- **WORK TO COMPLETE**:
Count how many lines in the entries below hold "writing". Only the number belongs in the answer.

[Saved data entries]
= Beginning of Section =

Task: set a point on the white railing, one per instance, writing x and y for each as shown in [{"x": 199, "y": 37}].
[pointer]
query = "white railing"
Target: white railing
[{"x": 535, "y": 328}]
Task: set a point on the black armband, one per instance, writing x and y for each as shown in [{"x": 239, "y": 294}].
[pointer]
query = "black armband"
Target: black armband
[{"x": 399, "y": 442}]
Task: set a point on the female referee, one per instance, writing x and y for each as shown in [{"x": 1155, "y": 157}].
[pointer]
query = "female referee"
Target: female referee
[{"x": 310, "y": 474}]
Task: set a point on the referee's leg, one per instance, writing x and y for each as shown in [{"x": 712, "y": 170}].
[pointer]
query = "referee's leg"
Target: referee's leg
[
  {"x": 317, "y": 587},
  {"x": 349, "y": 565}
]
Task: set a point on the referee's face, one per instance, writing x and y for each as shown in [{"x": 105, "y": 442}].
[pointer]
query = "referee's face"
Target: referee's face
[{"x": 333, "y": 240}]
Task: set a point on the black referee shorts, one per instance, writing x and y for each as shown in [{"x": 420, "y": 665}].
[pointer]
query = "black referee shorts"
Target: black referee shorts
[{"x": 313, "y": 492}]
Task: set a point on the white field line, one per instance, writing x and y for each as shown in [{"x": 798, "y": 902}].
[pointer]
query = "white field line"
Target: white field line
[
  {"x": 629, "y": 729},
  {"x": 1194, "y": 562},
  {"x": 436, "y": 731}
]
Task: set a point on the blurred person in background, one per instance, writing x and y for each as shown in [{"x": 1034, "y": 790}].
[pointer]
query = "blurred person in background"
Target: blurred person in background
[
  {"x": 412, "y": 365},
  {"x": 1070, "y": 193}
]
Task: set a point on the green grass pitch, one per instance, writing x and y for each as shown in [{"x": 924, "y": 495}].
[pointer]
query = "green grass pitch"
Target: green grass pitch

= End of Section =

- **TASK SOLUTION**:
9